# Required work:
Rename "red shorts" to "black shorts" in the items starting at the line containing "[indicate] the zipper" and ending at the last item, and reproduce only those lines with everything else unchanged.

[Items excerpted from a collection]
+++
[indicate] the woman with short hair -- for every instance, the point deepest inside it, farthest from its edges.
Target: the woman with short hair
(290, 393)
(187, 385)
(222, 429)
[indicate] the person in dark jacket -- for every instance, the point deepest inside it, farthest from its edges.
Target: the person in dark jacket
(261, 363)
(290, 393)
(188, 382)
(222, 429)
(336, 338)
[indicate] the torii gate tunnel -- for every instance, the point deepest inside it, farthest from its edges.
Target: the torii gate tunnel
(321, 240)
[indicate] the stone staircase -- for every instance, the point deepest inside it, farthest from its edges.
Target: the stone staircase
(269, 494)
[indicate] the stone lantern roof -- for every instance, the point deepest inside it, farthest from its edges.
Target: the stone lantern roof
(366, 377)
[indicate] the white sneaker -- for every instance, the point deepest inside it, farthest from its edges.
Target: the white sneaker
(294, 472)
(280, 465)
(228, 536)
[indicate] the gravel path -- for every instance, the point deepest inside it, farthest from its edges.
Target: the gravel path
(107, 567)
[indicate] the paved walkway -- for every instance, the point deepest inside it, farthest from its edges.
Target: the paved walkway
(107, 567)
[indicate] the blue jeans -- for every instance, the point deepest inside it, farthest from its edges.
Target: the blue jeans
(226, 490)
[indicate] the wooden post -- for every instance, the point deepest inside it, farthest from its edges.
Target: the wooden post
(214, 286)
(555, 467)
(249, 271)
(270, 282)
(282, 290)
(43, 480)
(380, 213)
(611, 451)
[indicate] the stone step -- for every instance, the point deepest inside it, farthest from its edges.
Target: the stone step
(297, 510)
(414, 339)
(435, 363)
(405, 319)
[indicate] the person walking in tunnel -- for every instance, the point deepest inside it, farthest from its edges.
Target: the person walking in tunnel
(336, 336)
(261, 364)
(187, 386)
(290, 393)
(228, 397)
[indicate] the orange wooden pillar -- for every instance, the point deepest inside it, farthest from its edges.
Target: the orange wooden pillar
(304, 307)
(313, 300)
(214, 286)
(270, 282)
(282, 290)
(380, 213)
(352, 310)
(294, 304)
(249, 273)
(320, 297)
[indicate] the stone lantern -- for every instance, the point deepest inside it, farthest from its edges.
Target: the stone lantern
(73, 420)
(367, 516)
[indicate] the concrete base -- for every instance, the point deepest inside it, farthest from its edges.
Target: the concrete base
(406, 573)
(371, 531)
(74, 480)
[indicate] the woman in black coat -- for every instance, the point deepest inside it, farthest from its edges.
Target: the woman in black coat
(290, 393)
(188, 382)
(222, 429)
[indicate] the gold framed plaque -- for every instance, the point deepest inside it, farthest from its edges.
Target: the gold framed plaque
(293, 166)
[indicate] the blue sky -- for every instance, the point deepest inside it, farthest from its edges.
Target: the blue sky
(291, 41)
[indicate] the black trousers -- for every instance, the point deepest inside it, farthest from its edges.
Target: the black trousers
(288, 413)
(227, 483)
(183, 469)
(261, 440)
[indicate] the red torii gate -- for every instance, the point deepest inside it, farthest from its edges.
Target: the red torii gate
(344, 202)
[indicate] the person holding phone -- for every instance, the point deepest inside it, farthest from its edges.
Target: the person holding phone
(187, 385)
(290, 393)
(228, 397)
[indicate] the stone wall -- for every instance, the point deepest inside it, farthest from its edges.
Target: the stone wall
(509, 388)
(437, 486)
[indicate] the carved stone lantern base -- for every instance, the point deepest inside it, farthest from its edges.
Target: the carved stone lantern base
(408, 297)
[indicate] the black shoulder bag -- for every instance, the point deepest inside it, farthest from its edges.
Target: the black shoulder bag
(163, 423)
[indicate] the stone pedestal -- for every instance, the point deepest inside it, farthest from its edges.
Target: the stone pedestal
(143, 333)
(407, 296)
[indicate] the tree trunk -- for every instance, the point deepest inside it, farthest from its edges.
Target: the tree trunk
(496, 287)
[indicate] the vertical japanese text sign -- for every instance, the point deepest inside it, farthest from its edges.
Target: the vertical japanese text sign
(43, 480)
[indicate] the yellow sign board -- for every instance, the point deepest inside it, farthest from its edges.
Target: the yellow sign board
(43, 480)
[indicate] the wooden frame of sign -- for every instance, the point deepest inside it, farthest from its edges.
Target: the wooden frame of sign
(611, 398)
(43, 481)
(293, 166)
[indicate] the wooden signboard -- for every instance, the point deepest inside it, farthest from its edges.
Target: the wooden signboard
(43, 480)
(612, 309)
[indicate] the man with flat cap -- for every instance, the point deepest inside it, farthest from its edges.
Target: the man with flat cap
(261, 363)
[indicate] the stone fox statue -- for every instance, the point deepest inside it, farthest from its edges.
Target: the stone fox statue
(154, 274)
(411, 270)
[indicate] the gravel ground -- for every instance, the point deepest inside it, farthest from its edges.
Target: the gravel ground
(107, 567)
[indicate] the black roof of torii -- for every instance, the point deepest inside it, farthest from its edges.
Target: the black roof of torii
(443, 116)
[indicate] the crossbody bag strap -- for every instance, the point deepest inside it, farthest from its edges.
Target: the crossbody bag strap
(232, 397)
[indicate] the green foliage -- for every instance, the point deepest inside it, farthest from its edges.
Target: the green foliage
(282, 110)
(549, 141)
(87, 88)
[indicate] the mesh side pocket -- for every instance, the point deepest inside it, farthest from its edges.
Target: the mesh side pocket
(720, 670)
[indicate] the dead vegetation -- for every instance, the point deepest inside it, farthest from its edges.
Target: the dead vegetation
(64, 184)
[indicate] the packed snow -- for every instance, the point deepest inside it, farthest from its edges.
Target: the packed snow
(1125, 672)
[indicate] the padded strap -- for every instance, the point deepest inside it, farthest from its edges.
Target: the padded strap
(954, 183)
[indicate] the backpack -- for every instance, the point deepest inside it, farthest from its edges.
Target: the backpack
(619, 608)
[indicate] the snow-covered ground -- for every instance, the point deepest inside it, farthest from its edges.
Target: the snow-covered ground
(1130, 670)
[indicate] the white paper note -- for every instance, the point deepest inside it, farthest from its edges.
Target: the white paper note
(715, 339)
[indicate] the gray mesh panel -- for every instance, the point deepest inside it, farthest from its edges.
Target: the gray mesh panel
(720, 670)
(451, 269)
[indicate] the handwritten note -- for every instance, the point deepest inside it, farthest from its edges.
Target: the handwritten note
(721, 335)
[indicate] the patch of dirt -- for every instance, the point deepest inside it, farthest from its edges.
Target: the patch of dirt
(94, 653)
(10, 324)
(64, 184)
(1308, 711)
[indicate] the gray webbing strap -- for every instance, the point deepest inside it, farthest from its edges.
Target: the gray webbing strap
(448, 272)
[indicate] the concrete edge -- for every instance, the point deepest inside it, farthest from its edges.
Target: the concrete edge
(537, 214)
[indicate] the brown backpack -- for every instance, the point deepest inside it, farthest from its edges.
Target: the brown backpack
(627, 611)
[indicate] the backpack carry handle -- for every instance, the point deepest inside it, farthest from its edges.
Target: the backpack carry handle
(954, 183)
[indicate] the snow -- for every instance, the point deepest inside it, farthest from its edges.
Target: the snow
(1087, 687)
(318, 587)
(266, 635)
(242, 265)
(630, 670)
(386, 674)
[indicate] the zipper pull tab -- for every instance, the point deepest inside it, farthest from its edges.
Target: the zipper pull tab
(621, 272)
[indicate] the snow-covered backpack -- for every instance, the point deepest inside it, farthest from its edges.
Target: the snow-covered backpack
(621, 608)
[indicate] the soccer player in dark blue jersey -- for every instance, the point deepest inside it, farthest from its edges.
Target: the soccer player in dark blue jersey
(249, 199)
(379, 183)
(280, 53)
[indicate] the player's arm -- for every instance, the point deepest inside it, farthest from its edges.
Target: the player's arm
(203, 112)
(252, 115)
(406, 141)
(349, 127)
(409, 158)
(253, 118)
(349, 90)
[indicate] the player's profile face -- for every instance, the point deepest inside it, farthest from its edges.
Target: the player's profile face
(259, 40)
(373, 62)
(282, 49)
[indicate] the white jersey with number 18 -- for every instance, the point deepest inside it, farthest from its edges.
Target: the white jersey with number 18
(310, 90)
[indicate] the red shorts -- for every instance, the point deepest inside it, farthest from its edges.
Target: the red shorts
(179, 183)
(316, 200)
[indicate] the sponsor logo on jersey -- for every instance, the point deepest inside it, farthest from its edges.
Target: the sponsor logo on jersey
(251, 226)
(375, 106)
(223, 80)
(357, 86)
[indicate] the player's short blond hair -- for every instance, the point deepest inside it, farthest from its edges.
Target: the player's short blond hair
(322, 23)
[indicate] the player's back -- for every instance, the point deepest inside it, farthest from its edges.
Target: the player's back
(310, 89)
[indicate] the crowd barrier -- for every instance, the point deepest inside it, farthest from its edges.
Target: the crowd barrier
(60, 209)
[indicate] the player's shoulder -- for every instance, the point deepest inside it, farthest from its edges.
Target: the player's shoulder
+++
# Finished exercise:
[indicate] the zipper pull tab -- for every instance, the point deepest inside it, farthest from its edges.
Target: the zipper pull tab
(621, 272)
[indicate] the snow-covered backpack -- for every instance, the point deepest inside it, farthest from its edges.
Target: the snow-covered backpack
(621, 608)
[indicate] the soccer player in dark blue jersey -- for every instance, the point deepest inside it, farthest from its edges.
Target: the soccer player in dark blue jersey
(249, 199)
(379, 183)
(280, 53)
[indicate] the player's arm -- for every instance, the point deepest inside it, farthest from its edges.
Target: the player's arm
(203, 112)
(252, 115)
(406, 141)
(349, 127)
(409, 158)
(253, 118)
(349, 90)
[indicate] the player's profile face -- for every instance, the point deepest inside it, farthest from its edges.
Target: the player's profile face
(259, 40)
(373, 62)
(282, 49)
[indicate] the white jersey with number 18 -- for every instance, the point deepest inside it, farthest from its edges.
Target: the white jersey with number 18
(310, 90)
[indicate] the black shorts -- for every instance, the point deepest inside it, farthest from its edges.
Target: the black shorts
(179, 183)
(316, 200)
[indicate] the sponsor logo on jersey -- for every instance, the point deepest inside it, farthest from its edges.
Target: the sponsor logo on jersey
(251, 226)
(375, 106)
(223, 80)
(357, 86)
[indicate] the player's short blond hair -- for every instance, the point deepest inside it, farthest from its edges.
Target: the player's short blond hair
(322, 23)
[indicate] the player's back -- for every instance, the point deepest inside it, farthest from its edges.
Target: the player's back
(310, 89)
[indicate] the crowd barrier -- for every instance, the point deepest inside it, farthest from its edges.
Target: the crowd barrier
(60, 209)
[indicate] the player's shoulder -- for every instance, the point deepest inside it, farthest from its edges.
Target: the player's shoulder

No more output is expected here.